=== TASK BRIEF ===
Take the line that contains "Could you please spot the gable" as the first line and the last line of the material below as the final one; reproduce exactly the lines between, inclusive.

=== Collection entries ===
# # # # # # #

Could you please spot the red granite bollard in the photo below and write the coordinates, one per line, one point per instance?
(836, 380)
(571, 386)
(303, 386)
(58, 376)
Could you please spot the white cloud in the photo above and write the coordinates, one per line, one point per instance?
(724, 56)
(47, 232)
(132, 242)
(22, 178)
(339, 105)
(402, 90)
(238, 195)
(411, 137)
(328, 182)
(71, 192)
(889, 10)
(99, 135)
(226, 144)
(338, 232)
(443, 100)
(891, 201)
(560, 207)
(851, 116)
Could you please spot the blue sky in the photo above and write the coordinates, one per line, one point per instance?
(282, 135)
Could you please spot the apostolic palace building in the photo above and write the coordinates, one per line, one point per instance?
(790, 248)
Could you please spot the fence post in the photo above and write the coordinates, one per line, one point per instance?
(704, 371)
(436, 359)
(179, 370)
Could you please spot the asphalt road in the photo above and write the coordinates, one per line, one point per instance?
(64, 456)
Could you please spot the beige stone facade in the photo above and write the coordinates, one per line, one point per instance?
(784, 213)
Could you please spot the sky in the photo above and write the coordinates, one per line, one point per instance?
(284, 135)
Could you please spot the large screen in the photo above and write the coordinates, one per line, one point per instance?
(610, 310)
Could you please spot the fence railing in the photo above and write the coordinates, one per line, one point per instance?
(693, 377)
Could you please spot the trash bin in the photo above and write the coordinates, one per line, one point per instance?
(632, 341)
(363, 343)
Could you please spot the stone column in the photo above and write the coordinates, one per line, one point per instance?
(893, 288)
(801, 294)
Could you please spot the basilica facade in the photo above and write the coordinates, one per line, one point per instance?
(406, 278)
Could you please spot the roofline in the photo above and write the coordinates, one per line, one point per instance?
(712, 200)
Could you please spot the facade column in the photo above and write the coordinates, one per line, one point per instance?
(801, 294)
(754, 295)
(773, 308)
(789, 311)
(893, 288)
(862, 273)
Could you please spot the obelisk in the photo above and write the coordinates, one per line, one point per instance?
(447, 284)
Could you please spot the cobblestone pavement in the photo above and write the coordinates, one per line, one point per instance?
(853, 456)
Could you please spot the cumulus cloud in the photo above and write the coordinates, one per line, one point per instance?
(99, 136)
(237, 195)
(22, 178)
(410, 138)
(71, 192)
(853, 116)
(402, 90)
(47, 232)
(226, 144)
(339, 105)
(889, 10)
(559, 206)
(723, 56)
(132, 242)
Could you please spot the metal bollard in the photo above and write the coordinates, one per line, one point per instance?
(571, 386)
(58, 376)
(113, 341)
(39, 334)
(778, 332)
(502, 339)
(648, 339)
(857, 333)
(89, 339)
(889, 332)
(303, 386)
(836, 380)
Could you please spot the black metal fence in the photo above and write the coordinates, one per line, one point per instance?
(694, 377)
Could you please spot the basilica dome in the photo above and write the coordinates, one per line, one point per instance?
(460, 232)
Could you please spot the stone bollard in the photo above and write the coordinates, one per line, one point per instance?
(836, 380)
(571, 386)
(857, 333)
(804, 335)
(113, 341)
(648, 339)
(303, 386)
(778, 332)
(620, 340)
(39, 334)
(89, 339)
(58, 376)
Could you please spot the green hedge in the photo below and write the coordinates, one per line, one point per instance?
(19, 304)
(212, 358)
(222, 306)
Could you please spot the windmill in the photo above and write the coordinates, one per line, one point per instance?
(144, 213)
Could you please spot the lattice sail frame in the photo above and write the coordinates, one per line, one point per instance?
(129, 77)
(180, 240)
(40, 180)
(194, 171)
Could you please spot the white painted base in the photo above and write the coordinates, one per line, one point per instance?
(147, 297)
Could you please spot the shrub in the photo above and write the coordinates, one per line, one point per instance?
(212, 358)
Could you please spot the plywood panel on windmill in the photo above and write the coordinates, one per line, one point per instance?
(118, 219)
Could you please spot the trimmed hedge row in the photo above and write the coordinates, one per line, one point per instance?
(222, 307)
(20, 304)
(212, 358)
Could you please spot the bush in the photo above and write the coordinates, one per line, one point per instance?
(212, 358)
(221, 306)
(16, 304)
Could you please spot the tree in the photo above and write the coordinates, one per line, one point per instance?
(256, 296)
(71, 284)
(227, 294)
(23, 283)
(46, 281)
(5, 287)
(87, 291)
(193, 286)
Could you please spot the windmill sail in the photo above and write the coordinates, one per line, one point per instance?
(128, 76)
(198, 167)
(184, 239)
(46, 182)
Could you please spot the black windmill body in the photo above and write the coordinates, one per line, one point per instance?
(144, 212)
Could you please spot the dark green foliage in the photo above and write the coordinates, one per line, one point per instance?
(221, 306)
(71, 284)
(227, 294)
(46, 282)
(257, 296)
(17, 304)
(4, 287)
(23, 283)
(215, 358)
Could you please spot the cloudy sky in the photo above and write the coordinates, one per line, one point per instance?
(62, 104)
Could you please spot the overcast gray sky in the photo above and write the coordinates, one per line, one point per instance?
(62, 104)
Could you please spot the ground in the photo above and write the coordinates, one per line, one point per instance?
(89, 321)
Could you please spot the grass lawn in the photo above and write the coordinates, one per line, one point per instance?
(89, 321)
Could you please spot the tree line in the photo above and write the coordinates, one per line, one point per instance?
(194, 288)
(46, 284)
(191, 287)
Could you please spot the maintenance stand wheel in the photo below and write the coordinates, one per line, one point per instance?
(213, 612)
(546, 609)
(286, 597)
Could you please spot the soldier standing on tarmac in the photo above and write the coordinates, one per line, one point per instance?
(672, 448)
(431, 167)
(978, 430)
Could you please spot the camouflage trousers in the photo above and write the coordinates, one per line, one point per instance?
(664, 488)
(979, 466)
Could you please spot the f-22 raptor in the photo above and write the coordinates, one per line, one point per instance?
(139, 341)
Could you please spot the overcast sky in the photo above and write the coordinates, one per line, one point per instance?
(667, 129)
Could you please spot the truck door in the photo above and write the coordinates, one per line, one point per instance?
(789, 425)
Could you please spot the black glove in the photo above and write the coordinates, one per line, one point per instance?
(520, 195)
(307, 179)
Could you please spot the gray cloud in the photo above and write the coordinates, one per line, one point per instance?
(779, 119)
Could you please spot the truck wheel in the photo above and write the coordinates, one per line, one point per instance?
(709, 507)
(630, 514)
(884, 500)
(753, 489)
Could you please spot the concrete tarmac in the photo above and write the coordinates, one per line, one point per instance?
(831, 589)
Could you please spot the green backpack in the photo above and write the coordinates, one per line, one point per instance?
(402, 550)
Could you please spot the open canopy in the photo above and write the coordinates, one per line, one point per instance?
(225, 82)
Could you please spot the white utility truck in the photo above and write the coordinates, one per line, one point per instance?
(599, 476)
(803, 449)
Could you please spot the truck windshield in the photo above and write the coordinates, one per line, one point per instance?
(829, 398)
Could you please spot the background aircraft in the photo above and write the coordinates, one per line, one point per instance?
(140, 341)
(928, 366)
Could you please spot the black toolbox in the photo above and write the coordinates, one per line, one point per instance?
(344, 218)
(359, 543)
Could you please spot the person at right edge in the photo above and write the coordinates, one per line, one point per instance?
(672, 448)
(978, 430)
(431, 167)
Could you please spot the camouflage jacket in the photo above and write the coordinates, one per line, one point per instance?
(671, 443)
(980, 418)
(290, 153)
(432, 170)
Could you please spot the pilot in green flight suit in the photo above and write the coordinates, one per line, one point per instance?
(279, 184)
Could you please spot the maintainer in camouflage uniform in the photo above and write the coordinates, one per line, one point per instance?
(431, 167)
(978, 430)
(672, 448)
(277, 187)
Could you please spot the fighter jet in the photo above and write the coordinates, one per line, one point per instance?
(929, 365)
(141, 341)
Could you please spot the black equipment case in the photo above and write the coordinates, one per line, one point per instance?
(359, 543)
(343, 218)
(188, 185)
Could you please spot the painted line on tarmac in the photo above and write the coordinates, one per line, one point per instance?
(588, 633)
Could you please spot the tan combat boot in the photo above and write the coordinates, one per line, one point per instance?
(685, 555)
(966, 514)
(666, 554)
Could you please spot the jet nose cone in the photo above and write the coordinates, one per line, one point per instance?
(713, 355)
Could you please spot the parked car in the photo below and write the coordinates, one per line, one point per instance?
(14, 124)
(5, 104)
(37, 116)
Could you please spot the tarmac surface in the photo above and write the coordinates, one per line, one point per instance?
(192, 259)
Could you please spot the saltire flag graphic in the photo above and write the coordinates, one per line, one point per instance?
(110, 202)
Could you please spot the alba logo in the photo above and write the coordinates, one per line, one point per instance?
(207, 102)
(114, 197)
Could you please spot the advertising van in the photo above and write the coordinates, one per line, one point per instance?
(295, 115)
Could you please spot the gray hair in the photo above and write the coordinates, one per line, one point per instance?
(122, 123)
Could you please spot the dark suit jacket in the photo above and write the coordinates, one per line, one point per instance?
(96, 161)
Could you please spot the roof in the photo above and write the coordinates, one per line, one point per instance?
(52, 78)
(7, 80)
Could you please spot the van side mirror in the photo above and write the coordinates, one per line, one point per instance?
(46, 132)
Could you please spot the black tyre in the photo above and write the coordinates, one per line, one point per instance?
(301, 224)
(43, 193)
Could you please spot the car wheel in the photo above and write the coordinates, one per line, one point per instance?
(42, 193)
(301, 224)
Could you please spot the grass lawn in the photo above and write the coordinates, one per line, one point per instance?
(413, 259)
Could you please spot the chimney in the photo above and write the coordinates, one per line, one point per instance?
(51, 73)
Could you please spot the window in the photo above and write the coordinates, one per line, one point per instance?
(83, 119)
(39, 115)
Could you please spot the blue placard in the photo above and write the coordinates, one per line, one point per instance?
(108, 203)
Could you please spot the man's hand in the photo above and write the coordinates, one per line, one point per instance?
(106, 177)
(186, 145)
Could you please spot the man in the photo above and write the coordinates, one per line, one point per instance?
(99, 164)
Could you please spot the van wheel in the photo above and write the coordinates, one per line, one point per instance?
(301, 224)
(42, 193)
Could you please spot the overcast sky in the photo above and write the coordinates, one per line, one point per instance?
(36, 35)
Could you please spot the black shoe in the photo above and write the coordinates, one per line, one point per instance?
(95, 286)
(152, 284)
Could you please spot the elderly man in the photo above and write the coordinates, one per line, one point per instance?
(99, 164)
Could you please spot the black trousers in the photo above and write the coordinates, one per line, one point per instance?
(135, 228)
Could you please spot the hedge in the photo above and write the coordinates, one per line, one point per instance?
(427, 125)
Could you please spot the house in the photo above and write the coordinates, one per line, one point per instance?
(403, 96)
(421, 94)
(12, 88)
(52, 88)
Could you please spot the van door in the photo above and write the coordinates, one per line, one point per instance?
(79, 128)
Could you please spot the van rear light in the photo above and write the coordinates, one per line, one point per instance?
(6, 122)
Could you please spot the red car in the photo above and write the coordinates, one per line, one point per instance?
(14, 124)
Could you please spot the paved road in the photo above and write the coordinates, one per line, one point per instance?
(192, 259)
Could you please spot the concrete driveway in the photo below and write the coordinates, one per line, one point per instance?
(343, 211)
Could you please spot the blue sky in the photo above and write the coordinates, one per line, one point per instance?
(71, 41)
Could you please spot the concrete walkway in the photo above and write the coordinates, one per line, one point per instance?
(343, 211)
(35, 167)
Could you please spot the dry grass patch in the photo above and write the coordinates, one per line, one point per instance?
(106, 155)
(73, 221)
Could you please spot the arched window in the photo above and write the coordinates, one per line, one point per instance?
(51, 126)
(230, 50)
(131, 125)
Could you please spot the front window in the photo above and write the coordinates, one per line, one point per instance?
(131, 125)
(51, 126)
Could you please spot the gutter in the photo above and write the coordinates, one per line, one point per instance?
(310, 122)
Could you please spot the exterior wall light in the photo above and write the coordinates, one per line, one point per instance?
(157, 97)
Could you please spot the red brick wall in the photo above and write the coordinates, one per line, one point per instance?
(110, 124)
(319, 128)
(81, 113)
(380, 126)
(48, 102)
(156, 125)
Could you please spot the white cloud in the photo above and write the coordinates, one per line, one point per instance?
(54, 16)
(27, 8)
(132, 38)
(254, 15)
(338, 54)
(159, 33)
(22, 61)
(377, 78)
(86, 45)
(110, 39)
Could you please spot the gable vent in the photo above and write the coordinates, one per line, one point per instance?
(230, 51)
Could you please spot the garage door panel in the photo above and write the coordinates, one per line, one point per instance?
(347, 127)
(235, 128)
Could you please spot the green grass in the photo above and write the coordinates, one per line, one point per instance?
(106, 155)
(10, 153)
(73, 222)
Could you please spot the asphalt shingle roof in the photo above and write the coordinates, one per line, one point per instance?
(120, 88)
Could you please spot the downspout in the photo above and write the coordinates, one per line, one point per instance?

# # # # # # #

=== WRITTEN RESPONSE ===
Could you please spot the gable vent in the photo above and write the coordinates, one per line, one point per instance?
(230, 51)
Could you please spot the garage door panel in the photo above and write the coordinates, one per line, one point per instance?
(347, 127)
(235, 128)
Could you please spot the green grass in the photo above and write the coordinates, one per line, one point per instance?
(106, 155)
(10, 153)
(73, 222)
Could you please spot the asphalt shingle roof in the photo above and write the coordinates, one per line, one point per instance?
(120, 88)
Could you please spot the downspout in the photo above and write the coordinates, one per line, one point per instance?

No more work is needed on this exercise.